### What to work on
Every entry below must appear again, exactly as written.
─── Dataset rows ───
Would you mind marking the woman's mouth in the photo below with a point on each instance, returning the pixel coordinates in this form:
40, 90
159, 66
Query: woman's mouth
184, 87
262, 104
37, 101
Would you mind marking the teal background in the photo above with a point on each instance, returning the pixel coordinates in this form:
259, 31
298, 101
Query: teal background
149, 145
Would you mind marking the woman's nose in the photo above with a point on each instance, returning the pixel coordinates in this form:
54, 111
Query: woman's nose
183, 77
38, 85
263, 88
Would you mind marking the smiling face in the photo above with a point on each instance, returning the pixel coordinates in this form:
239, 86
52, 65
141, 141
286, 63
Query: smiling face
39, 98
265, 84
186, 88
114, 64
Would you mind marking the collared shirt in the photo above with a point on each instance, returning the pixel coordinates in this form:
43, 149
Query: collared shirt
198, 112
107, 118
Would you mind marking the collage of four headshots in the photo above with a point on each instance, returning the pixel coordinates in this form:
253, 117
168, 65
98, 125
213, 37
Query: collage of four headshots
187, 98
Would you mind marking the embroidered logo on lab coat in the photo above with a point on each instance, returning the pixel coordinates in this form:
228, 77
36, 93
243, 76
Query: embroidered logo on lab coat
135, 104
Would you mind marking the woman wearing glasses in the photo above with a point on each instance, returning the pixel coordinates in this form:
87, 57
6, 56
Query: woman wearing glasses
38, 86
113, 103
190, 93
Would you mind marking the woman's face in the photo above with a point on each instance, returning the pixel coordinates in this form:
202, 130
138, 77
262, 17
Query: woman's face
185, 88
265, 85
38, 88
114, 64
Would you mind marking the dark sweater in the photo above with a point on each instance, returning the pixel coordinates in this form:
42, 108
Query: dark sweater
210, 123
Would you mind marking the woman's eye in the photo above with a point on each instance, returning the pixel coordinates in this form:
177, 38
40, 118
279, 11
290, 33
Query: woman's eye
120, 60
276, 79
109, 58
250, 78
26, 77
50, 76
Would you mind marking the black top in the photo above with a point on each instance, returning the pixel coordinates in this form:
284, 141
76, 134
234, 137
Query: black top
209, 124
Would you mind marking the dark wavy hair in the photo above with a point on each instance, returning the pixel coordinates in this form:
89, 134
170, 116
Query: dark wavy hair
───
### Exercise answer
Would you mind marking the woman's mouth in the photo below with a point on each instance, returning the pixel coordinates in this form:
40, 90
159, 66
Query: woman's mouth
184, 87
262, 104
37, 101
Would you mind marking the teal background in the photo above with a point on each instance, returning the pixel coordinates in this form:
259, 31
298, 101
Query: teal background
149, 145
Would you mind marking the woman's nose in the photo above with a point on each instance, returning the pixel coordinates in this form:
54, 111
Query: woman's nose
183, 77
38, 85
263, 88
Would you mind marking the smiling face in the photo above with a point on each instance, returning the pixel coordinates in this form:
239, 86
52, 65
141, 141
286, 63
Query: smiling face
39, 98
265, 84
186, 88
114, 64
Would you mind marking the collared shirt in the photo above with a point on each instance, returning the pixel coordinates in this form:
43, 149
Query: collared shirt
198, 112
107, 118
Would you mind marking the collage of four headshots in the photo above with a point on each instance, returning the pixel coordinates in this form:
253, 117
168, 65
98, 125
213, 37
Query: collage of four headshots
187, 98
Would you mind marking the embroidered logo on lab coat in the photo above with a point on each instance, returning the pixel coordinates in this form:
228, 77
36, 93
243, 76
Query: embroidered logo on lab coat
135, 104
Would you mind marking the woman wearing glasses in the photo above with a point on each instance, returning the pixel coordinates in this form:
87, 57
6, 56
Query: woman wearing glasses
38, 86
113, 103
190, 93
Would you mind marking the woman's face in the photo above with a point on each instance, returning the pixel coordinates in this form:
202, 130
138, 77
262, 17
Query: woman's face
185, 88
265, 85
38, 88
114, 64
Would you mind marking the dark sweater in the photo above with a point on each instance, returning the pixel coordinates in this form:
42, 108
Query: dark sweater
210, 123
Would you mind marking the woman's eye in the photo above with a point on each instance, returning the pixel coordinates in this form:
177, 38
40, 118
279, 11
290, 33
Query: woman's eye
120, 60
276, 79
109, 58
250, 78
26, 77
50, 76
Would you mind marking the black top in the photo above with a point on each instance, returning the pixel coordinates in this form:
284, 141
76, 134
234, 137
Query: black top
209, 124
Would you mind marking the dark wavy hair in the photo above with a point on each instance, returning the pixel coordinates in this form:
89, 134
170, 116
Query: dark wavy hair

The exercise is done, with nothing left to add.